= Written exercise =
Reproduce verbatim the span of the material that begins with the line containing "tree silhouette, one" and ends with the line containing "[(227, 181), (264, 172), (258, 181)]", including both of those lines.

Dataset rows on object locations
■ ■ ■ ■ ■
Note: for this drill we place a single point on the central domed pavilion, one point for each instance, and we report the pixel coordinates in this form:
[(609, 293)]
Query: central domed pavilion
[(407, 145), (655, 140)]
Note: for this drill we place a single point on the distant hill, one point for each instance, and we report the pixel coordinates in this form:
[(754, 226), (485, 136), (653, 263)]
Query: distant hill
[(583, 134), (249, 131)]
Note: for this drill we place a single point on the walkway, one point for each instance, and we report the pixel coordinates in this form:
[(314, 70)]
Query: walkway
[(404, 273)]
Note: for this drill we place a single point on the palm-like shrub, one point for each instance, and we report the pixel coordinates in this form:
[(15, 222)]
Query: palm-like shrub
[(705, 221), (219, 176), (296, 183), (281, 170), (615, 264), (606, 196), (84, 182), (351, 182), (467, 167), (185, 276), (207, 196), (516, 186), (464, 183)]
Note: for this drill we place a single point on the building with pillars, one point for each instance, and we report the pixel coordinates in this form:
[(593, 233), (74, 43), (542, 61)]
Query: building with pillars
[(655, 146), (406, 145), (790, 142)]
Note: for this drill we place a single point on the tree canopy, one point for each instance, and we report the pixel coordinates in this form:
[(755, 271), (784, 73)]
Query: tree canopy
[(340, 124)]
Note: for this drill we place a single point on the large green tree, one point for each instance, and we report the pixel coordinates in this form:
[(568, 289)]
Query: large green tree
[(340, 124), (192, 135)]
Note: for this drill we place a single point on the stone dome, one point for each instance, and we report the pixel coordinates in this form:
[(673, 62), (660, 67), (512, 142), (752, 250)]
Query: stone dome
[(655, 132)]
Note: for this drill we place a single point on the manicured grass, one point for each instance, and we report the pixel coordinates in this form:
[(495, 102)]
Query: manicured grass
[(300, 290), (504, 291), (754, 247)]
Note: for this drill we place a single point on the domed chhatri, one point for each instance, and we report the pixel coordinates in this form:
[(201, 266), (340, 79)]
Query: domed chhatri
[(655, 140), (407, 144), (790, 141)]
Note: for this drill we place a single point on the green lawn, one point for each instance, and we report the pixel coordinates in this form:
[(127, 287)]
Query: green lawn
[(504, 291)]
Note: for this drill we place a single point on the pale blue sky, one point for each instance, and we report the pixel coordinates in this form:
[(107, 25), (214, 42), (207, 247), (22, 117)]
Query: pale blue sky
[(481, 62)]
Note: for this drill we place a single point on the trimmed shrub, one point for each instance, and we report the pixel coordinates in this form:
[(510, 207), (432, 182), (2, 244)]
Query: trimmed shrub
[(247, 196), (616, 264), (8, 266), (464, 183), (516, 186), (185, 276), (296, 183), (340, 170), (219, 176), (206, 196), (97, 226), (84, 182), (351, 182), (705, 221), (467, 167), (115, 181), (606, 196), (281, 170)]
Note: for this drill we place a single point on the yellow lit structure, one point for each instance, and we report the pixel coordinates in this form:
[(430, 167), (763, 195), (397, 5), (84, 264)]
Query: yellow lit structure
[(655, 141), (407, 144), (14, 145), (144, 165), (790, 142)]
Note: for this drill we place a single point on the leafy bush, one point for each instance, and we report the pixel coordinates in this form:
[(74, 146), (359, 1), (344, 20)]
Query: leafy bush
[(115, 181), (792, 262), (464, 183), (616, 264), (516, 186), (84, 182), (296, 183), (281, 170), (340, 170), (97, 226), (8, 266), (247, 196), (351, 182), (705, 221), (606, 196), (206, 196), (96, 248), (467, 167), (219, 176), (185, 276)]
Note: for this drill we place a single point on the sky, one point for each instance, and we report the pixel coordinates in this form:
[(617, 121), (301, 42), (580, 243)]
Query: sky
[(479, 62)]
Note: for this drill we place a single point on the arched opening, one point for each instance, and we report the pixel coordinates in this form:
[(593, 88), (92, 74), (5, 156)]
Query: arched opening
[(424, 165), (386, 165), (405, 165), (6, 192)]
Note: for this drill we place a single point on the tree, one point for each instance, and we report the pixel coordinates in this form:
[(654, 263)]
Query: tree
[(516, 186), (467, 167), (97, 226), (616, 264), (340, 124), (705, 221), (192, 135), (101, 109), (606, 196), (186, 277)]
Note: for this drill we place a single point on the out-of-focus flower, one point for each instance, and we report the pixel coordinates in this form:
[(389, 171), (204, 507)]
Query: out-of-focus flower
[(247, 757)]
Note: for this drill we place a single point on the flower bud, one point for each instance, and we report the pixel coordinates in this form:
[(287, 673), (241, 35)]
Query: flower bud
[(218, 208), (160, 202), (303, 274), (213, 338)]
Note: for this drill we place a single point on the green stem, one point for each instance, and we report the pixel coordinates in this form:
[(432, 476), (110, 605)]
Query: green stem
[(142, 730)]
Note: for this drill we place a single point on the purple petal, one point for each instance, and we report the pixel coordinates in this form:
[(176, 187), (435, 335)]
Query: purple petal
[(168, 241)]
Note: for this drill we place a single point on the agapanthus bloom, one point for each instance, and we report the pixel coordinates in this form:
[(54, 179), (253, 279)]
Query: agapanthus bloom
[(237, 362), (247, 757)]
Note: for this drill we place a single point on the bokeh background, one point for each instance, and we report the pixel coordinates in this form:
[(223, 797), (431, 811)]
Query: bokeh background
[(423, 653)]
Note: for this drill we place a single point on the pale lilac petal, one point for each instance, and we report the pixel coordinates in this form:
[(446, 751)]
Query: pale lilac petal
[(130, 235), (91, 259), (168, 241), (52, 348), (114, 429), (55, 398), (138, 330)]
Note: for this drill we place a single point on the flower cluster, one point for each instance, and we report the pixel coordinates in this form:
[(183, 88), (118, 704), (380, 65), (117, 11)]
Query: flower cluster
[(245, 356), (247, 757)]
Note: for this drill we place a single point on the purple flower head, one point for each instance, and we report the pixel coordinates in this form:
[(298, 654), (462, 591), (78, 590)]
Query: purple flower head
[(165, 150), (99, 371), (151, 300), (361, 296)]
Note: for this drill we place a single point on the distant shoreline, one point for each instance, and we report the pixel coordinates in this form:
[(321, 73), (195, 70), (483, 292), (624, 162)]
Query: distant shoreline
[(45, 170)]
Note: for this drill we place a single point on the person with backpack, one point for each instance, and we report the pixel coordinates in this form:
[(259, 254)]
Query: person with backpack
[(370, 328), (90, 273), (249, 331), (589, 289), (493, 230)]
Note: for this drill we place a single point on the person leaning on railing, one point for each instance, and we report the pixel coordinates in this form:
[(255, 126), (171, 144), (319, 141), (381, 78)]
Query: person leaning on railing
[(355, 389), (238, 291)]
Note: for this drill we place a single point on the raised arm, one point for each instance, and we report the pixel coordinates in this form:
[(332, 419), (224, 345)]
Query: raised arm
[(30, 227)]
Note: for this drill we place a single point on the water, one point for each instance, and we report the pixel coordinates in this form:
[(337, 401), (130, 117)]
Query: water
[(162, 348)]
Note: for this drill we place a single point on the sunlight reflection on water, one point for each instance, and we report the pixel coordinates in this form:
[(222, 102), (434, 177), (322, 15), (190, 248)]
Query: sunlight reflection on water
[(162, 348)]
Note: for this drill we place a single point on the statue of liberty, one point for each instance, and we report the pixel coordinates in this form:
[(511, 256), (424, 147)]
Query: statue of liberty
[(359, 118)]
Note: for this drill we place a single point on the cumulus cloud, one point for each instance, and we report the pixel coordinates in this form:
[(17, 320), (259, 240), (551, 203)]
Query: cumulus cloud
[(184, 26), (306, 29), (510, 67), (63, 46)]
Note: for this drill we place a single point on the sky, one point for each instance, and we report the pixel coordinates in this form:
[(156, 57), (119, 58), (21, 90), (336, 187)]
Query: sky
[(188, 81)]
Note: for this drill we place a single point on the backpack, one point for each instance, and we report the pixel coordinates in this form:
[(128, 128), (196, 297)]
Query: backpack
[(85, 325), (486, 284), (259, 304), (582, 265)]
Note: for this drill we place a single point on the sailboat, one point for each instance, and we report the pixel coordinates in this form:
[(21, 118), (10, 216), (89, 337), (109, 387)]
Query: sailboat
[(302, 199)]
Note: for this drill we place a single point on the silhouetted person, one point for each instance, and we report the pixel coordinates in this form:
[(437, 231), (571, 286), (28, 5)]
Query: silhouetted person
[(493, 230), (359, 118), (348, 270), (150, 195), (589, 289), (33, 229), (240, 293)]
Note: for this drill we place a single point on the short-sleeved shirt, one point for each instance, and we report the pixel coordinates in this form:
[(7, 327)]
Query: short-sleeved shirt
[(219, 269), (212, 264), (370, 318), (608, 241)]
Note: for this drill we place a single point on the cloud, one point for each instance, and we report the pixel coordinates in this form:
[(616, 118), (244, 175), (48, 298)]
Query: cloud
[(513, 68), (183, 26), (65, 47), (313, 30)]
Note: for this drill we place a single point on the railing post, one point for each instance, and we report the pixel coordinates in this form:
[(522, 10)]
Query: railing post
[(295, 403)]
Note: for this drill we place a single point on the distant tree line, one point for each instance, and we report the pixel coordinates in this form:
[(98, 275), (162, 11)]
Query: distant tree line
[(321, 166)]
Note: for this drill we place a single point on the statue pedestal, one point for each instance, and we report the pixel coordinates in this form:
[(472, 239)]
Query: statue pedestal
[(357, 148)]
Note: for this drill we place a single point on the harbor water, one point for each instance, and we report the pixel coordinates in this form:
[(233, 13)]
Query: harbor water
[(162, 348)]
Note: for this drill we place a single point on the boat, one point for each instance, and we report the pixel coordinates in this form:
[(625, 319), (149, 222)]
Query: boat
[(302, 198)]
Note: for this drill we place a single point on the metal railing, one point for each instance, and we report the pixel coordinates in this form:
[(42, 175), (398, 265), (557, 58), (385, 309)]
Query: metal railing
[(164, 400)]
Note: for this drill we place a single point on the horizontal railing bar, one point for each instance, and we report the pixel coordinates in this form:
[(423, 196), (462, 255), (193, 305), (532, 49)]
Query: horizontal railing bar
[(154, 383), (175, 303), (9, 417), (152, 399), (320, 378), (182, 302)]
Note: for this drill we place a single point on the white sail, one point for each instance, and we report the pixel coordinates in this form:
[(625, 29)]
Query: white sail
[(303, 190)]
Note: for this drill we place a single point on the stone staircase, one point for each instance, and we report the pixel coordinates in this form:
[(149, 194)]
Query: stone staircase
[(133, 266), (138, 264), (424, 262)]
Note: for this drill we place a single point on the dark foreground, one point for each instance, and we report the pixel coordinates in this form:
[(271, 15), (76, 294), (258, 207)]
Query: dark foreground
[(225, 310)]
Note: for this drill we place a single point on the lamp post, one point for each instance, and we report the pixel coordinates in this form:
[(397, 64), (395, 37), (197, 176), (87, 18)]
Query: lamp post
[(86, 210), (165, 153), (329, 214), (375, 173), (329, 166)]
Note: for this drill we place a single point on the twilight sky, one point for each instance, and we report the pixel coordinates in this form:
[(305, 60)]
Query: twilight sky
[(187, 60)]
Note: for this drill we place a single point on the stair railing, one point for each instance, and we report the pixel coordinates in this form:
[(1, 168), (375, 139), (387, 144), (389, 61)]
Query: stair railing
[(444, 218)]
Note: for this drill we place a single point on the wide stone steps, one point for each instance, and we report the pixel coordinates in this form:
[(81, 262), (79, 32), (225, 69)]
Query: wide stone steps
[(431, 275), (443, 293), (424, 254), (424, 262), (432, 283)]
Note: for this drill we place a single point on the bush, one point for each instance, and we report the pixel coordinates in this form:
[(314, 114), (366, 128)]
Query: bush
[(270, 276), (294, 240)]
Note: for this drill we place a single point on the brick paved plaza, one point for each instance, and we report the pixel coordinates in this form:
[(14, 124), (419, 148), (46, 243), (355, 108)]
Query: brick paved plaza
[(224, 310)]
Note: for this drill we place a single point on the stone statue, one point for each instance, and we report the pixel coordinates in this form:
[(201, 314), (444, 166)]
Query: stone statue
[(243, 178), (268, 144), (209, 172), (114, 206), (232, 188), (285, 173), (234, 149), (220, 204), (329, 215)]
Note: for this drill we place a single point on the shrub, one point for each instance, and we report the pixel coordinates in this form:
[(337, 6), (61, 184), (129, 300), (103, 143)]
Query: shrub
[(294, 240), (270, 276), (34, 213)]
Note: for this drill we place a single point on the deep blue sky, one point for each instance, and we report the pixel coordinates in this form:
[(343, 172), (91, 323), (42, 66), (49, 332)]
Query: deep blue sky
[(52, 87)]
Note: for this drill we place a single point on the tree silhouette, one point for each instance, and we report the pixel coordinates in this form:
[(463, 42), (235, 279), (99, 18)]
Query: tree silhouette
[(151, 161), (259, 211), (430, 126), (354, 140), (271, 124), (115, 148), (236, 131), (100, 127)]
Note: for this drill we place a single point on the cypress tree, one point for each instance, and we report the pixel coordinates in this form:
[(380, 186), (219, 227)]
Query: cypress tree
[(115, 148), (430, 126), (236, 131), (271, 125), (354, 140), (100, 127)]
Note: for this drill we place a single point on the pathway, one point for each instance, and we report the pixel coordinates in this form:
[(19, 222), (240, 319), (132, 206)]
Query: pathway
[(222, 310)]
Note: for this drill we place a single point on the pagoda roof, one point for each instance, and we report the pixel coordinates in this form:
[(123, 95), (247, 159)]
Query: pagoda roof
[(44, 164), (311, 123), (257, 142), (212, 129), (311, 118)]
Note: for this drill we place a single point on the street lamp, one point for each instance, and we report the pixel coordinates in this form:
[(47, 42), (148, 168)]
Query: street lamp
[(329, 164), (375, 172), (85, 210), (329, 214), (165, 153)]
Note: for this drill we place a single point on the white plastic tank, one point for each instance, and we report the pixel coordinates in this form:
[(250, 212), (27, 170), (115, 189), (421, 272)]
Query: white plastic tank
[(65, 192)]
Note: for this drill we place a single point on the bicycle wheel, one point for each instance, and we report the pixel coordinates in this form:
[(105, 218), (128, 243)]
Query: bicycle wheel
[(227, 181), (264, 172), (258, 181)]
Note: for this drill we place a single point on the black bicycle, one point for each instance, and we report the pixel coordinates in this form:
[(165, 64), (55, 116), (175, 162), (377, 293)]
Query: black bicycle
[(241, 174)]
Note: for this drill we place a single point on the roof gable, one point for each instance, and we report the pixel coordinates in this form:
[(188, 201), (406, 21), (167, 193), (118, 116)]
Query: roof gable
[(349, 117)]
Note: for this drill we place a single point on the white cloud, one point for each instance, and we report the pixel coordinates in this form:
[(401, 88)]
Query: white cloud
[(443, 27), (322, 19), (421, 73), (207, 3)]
■ ■ ■ ■ ■
= Exercise response =
Note: for this drill we place a single point on the tree silhouette, one point for each instance, and we report the pixel coordinates in this form:
[(463, 42), (235, 279), (99, 18)]
Query: tree silhouette
[(151, 161), (259, 211), (430, 126), (354, 140), (271, 124), (115, 148), (236, 131), (100, 127)]
Note: for this drill we place a single point on the cypress tree, one point for each instance, and we report the pixel coordinates in this form:
[(380, 186), (219, 227)]
Query: cypress tree
[(115, 148), (430, 126), (236, 131), (271, 125), (354, 140), (100, 127)]
Note: for this drill we place a single point on the pathway, one point for each instance, and we report the pixel coordinates in this form:
[(19, 222), (240, 319), (132, 206)]
Query: pathway
[(222, 310)]
Note: for this drill we place a single point on the pagoda roof, one point for each instance, and we report the pixel coordinates in this form:
[(123, 95), (247, 159)]
Query: pagoda roof
[(44, 164), (311, 123), (257, 142), (212, 129), (311, 118)]
Note: for this drill we place a single point on the street lamp, one point for each instance, and we report the pixel coordinates in this form:
[(47, 42), (148, 168)]
Query: street lamp
[(329, 164), (375, 172), (85, 210), (329, 214), (165, 153)]
Note: for this drill we place a single point on the white plastic tank, one point for each instance, and we report the pixel coordinates in this form:
[(250, 212), (27, 170), (115, 189), (421, 272)]
Query: white plastic tank
[(65, 192)]
Note: for this drill we place a single point on the bicycle wheel, one point for each instance, and we report the pixel coordinates in this form:
[(105, 218), (128, 243)]
Query: bicycle wheel
[(227, 181), (264, 172), (258, 181)]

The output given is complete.